#### [WHAT IS EXPECTED]
Please copy, character for character, each line from the beginning of the listing to the line containing "[[460, 4], [224, 471], [676, 217], [762, 493]]", including both.

#### [SUPPLIED DATA]
-- Opening Marker --

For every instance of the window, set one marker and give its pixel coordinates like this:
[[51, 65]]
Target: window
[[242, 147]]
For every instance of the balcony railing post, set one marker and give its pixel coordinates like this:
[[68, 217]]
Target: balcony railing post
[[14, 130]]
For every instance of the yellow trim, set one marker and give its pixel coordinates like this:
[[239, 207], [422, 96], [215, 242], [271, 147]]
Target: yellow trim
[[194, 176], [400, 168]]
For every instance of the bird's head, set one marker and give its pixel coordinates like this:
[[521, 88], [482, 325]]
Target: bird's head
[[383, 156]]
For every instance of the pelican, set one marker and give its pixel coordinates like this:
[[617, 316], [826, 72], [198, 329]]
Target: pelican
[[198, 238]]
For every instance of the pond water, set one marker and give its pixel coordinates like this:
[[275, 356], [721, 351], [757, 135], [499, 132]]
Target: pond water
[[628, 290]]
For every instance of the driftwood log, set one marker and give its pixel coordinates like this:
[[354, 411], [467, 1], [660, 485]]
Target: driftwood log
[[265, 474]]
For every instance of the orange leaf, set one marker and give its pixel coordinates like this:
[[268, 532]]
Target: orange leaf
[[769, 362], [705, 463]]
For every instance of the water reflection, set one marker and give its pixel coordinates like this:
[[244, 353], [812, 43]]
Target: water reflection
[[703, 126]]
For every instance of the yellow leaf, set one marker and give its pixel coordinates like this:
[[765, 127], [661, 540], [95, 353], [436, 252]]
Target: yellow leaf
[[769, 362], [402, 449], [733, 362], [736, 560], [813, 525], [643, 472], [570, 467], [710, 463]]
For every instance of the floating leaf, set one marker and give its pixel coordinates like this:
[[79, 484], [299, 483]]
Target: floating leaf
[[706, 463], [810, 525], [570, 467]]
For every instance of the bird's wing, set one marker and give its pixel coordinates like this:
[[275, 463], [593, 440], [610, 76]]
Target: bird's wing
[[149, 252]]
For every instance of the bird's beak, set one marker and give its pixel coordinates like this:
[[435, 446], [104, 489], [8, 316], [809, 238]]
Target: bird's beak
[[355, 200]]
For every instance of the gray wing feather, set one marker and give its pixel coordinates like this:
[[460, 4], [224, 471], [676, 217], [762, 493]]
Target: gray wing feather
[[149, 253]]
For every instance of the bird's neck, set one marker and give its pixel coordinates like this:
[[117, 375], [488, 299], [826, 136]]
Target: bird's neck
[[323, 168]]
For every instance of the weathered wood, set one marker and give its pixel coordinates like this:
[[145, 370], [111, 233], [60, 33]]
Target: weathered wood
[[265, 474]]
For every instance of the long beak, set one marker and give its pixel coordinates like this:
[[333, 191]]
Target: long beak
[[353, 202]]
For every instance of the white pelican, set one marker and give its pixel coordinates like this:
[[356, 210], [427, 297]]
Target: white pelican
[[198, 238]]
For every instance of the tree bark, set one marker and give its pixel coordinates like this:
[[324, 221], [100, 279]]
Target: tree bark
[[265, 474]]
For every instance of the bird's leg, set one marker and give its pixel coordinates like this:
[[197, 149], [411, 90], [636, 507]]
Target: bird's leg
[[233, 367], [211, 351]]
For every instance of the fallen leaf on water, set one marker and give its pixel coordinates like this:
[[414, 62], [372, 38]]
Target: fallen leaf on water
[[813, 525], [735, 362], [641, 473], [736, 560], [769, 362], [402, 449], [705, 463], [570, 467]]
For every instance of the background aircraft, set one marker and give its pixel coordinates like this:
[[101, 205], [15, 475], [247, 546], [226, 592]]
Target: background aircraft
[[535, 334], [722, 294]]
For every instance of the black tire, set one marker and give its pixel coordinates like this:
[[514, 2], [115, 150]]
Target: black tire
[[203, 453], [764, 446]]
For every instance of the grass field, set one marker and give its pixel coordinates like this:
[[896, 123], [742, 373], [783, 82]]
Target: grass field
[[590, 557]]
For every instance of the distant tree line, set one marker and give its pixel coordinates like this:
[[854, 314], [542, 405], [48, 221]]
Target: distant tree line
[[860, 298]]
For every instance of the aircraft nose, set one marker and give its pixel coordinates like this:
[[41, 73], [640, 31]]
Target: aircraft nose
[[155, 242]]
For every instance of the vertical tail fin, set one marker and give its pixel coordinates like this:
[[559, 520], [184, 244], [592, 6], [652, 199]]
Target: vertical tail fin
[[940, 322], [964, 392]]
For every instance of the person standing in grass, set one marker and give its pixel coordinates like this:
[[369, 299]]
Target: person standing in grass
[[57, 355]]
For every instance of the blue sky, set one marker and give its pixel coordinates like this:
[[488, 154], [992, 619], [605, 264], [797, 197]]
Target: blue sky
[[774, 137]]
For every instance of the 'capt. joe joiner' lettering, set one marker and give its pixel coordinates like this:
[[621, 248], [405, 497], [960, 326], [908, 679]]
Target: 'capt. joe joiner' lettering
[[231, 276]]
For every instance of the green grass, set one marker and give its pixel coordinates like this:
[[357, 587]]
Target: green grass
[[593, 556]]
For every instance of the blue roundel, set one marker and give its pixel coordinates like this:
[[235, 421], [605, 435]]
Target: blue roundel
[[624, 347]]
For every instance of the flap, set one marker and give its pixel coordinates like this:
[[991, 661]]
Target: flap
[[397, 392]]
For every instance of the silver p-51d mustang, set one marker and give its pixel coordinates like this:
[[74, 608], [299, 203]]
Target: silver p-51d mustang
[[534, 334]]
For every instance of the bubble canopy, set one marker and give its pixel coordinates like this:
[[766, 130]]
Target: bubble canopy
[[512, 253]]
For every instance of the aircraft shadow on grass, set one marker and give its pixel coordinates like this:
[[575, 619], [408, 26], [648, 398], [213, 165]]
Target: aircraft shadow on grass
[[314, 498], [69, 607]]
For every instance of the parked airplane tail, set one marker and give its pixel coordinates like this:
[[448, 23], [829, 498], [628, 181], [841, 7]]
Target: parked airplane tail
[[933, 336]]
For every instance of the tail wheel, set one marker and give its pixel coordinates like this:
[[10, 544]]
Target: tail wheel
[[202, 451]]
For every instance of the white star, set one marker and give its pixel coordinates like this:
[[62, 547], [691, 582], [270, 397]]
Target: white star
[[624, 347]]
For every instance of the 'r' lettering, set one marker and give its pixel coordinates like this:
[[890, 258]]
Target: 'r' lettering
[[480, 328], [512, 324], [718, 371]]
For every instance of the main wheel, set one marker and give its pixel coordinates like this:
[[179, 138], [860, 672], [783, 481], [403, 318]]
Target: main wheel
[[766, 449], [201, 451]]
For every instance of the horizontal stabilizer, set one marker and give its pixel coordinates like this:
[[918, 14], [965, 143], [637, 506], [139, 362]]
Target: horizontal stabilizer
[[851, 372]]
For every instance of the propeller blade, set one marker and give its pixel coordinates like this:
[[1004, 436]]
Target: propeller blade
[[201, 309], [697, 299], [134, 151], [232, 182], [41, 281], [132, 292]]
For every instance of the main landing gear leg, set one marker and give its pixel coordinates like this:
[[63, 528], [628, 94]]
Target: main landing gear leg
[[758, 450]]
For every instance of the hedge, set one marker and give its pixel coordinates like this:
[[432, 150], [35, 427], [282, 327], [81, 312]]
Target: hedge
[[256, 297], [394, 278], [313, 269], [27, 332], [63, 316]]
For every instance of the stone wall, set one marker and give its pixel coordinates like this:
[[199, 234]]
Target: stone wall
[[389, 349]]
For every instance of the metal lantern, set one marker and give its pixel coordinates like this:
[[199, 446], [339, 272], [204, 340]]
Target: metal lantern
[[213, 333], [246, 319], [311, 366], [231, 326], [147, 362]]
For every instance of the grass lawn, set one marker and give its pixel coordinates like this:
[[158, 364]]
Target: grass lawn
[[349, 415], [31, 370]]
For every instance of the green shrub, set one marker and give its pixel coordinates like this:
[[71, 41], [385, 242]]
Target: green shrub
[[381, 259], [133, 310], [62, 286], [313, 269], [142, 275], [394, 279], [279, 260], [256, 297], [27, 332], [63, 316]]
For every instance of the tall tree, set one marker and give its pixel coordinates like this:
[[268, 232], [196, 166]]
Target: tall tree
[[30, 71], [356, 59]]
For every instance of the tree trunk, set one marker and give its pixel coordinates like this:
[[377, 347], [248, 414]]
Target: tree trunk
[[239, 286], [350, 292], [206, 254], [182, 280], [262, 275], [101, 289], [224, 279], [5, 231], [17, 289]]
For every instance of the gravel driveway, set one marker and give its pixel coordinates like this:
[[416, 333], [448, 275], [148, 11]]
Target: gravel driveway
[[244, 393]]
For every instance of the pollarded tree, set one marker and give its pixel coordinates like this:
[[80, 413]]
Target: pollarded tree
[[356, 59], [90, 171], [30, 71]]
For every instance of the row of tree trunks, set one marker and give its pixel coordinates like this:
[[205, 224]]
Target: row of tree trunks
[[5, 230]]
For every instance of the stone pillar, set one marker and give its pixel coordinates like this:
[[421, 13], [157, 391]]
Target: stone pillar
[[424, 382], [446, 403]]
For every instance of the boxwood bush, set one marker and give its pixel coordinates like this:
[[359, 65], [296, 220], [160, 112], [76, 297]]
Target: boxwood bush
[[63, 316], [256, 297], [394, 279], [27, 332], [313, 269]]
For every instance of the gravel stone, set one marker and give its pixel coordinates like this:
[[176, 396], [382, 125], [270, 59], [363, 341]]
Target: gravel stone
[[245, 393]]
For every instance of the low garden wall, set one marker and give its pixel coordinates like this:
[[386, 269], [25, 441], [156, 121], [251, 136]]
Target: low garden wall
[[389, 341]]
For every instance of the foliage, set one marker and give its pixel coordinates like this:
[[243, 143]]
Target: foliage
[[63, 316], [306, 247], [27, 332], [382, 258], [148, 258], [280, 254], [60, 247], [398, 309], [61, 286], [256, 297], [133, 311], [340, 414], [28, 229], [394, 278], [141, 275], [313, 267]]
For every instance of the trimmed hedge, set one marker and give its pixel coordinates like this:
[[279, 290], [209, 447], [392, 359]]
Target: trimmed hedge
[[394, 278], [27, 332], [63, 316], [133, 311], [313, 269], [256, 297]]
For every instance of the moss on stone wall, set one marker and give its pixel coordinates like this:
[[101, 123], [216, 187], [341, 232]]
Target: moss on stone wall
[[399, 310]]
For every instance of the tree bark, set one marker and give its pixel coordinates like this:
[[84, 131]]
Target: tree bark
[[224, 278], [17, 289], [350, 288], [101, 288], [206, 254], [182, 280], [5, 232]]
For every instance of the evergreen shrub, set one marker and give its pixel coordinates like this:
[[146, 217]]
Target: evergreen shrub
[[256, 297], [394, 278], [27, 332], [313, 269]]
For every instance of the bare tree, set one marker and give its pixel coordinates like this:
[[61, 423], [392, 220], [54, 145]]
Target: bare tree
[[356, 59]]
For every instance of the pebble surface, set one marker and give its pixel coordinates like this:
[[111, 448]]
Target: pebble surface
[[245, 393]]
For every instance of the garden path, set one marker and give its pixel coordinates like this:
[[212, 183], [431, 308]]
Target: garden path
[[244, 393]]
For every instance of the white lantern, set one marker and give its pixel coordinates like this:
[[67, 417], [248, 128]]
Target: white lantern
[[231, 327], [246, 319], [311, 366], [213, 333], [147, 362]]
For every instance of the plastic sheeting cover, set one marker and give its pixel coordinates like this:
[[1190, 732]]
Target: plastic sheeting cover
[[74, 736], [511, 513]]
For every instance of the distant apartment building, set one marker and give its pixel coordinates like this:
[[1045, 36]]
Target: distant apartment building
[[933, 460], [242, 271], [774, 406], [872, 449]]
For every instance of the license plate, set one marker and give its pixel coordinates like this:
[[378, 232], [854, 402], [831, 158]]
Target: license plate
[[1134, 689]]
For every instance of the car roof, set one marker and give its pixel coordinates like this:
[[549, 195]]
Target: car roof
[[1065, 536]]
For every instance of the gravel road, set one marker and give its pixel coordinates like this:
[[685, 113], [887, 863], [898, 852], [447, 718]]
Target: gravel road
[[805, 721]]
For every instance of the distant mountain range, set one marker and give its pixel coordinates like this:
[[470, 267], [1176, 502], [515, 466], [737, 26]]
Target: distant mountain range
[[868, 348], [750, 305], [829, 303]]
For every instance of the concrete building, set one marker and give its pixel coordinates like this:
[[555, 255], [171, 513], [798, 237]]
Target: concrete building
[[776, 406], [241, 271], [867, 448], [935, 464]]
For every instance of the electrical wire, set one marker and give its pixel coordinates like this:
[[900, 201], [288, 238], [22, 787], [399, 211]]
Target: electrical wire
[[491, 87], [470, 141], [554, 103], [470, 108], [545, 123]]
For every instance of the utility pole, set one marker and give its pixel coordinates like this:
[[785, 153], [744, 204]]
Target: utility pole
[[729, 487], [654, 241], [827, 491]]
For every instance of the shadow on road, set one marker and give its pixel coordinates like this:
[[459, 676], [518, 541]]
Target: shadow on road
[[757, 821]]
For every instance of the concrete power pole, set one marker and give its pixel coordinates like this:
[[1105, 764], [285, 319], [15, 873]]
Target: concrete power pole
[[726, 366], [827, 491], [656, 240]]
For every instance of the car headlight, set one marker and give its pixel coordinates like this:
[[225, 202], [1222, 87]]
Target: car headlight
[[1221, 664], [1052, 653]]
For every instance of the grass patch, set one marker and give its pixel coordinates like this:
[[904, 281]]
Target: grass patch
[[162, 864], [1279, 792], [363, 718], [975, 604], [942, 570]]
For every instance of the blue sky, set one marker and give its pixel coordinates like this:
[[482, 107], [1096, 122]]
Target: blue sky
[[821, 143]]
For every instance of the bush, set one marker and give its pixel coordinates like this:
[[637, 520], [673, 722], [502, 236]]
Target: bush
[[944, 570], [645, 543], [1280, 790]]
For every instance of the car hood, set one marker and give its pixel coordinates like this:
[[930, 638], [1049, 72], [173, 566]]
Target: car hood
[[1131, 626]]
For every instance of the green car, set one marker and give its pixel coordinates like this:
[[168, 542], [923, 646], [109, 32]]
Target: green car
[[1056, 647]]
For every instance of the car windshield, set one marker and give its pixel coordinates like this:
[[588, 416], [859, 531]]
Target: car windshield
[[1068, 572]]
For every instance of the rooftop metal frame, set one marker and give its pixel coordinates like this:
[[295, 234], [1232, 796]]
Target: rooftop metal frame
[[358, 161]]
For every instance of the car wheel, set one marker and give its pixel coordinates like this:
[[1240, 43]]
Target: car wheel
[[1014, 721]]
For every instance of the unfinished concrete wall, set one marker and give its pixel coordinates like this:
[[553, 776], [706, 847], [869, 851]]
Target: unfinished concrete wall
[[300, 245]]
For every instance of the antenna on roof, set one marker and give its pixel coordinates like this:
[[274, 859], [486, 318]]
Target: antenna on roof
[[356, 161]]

-- Closing Marker --

#### [PROBLEM SOLUTION]
For every instance of the window, set one marker and give its pixel coordinates like this:
[[51, 65]]
Target: window
[[242, 147]]
For every instance of the balcony railing post, set one marker and give its pixel coordinates like this:
[[68, 217]]
Target: balcony railing post
[[14, 130]]
For every instance of the yellow trim, set one marker and give its pixel coordinates like this:
[[239, 207], [422, 96], [215, 242], [271, 147]]
Target: yellow trim
[[194, 176], [400, 168]]
For every instance of the bird's head, set one marker and give its pixel coordinates like this:
[[521, 88], [482, 325]]
Target: bird's head
[[383, 156]]
For every instance of the pelican, set one marker and give its pixel coordinates like this:
[[617, 316], [826, 72], [198, 329]]
Target: pelican
[[198, 238]]
For every instance of the pond water, set one marker and give its pixel coordinates like this:
[[275, 356], [721, 351], [757, 135], [499, 132]]
Target: pond water
[[628, 290]]
For every instance of the driftwood log, set one marker and give its pixel coordinates like this:
[[354, 411], [467, 1], [660, 485]]
Target: driftwood log
[[265, 474]]
For every instance of the orange leaf, set one marker and give its pixel coordinates like this:
[[268, 532]]
Target: orange leaf
[[769, 362], [705, 463]]
For every instance of the water reflection, set one marker and give its pixel coordinates like this:
[[244, 353], [812, 43]]
Target: water reflection
[[703, 126]]
For every instance of the yellow leaf, set one marker and give its pixel coordinates like this:
[[765, 127], [661, 540], [95, 353], [436, 252]]
Target: yellow leaf
[[769, 362], [402, 449], [733, 362], [736, 560], [813, 525], [643, 472], [570, 467], [710, 463]]
For every instance of the floating leaf, set one marker and give its pixel coordinates like this:
[[79, 484], [299, 483]]
Target: floating leaf
[[706, 463], [810, 525], [570, 467]]
For every instance of the bird's wing, set one marker and give its pixel coordinates like this:
[[275, 463], [593, 440], [610, 76]]
Target: bird's wing
[[149, 252]]
For every instance of the bird's beak, set one marker and give its pixel coordinates like this:
[[435, 446], [104, 489], [8, 316], [809, 238]]
Target: bird's beak
[[355, 200]]
For every instance of the gray wing feather, set one marker and give its pixel coordinates like this:
[[460, 4], [224, 471], [676, 217], [762, 493]]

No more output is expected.